▸ **Data for review**:
____________

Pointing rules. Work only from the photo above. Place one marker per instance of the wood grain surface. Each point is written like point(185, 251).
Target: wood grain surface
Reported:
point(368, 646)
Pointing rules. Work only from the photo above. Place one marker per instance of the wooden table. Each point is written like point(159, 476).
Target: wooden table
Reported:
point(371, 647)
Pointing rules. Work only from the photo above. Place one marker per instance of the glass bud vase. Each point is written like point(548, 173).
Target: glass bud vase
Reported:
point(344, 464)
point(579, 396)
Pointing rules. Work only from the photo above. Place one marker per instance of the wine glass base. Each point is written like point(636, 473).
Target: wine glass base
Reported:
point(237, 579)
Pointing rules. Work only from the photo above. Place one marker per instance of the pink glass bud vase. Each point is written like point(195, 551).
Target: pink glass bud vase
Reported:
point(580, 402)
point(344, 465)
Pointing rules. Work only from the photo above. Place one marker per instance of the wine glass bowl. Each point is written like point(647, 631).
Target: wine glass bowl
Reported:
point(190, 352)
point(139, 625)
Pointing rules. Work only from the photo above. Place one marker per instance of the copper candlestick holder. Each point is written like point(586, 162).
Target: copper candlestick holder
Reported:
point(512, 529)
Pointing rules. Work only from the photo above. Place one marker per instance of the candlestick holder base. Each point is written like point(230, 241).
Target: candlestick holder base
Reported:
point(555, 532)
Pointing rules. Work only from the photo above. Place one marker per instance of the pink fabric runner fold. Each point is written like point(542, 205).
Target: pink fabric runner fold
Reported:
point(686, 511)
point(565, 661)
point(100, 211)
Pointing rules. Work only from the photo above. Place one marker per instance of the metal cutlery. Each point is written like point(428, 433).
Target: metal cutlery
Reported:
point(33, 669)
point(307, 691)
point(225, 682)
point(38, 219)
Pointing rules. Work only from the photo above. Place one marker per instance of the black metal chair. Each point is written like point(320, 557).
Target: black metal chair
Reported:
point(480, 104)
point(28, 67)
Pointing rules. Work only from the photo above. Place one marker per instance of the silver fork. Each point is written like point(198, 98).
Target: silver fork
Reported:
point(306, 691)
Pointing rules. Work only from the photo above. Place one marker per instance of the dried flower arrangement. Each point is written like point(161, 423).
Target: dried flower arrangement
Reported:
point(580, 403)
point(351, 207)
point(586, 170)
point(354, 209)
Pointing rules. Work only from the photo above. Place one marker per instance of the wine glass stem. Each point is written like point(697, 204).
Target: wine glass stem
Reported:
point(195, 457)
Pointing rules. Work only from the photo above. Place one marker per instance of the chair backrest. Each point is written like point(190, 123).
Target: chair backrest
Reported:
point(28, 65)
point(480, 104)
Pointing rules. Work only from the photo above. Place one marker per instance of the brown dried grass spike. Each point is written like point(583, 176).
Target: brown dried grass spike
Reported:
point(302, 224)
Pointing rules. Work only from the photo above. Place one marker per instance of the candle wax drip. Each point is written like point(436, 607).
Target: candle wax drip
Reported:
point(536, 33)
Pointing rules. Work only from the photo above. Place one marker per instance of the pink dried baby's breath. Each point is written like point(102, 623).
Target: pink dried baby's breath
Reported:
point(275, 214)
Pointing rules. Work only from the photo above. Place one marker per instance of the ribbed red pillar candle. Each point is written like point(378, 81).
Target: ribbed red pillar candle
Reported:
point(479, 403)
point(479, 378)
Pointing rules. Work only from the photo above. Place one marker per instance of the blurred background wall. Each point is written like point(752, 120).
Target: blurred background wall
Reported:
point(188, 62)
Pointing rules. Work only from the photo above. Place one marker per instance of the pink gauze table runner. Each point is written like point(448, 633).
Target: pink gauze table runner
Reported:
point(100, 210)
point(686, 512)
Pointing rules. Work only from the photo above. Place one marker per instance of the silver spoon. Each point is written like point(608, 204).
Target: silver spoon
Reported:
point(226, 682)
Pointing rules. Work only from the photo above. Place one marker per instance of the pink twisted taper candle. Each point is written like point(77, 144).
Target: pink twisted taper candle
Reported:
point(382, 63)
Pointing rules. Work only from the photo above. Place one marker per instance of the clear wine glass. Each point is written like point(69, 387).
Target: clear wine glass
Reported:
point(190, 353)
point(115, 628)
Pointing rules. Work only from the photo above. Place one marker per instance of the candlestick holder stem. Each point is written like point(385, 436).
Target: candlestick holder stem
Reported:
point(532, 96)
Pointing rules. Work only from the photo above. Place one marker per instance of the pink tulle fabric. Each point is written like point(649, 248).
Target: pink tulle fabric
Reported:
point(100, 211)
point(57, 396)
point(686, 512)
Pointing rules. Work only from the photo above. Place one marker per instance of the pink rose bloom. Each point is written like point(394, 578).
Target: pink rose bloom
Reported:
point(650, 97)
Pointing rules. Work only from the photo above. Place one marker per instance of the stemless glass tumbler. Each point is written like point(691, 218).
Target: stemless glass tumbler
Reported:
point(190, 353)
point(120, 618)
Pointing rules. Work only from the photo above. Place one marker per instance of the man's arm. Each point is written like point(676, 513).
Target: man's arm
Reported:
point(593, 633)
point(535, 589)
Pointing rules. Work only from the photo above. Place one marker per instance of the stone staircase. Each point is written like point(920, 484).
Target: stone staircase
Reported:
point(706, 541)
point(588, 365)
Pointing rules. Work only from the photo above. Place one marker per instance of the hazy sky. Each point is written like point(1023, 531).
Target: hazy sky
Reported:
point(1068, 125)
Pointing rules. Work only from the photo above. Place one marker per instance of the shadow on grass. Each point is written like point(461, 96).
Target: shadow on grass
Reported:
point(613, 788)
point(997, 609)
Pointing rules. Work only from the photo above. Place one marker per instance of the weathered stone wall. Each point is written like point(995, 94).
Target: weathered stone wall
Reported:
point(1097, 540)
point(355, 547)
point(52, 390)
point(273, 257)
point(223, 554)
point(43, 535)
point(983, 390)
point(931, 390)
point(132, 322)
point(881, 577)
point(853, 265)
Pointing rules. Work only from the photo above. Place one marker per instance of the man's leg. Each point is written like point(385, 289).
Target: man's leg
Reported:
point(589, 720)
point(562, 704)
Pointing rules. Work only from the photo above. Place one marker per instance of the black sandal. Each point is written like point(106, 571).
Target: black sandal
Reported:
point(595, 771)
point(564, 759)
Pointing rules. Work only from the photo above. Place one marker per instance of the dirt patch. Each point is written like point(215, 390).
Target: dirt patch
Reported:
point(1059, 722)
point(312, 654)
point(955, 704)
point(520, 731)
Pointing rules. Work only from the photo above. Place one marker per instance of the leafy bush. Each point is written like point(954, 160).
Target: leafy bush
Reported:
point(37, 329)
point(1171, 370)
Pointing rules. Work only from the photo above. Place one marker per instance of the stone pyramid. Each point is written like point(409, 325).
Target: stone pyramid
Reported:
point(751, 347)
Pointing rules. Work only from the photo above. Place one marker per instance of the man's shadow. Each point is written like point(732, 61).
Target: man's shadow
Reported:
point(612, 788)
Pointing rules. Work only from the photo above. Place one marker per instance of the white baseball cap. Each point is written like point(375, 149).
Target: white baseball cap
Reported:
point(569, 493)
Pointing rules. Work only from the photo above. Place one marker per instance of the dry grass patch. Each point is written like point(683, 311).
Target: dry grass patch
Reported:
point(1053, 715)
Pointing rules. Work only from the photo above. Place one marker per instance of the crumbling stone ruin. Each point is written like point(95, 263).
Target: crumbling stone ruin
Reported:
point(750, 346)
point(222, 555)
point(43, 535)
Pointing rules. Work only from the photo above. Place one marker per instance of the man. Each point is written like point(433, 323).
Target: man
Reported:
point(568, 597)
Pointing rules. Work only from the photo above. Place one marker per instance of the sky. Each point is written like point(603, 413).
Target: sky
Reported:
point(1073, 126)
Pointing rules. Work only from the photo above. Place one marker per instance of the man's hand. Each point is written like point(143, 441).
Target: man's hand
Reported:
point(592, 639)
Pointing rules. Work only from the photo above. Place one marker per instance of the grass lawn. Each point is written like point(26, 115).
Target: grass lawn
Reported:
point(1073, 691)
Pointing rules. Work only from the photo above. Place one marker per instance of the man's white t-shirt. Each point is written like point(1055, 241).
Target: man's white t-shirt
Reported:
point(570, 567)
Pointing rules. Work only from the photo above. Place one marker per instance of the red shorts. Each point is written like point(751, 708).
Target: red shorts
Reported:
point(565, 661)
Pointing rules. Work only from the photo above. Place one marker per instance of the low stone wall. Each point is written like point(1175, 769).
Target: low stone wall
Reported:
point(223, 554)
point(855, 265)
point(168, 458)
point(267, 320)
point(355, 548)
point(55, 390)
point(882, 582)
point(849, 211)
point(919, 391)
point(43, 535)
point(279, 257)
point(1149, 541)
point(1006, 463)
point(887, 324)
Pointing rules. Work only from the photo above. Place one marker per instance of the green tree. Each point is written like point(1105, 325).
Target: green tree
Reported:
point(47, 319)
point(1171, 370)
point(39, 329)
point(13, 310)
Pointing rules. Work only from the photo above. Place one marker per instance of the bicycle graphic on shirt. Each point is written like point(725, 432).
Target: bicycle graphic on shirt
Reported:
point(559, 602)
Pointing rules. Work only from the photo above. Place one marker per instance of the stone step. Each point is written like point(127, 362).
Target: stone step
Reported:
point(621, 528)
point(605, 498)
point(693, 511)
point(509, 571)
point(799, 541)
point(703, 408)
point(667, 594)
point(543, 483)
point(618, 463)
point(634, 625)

____________

▸ **Task brief**: Every line from the one containing "like point(127, 362)." through the final line of the data above is to be restated word for word, and nothing more.

▸ **Expected answer**:
Pointing rules. Work only from the photo above. Place one marker per instance of the stone step. Each point is written like point(127, 362).
Target: stone step
Reported:
point(621, 528)
point(605, 498)
point(693, 511)
point(509, 571)
point(799, 541)
point(703, 408)
point(667, 594)
point(543, 483)
point(618, 463)
point(634, 625)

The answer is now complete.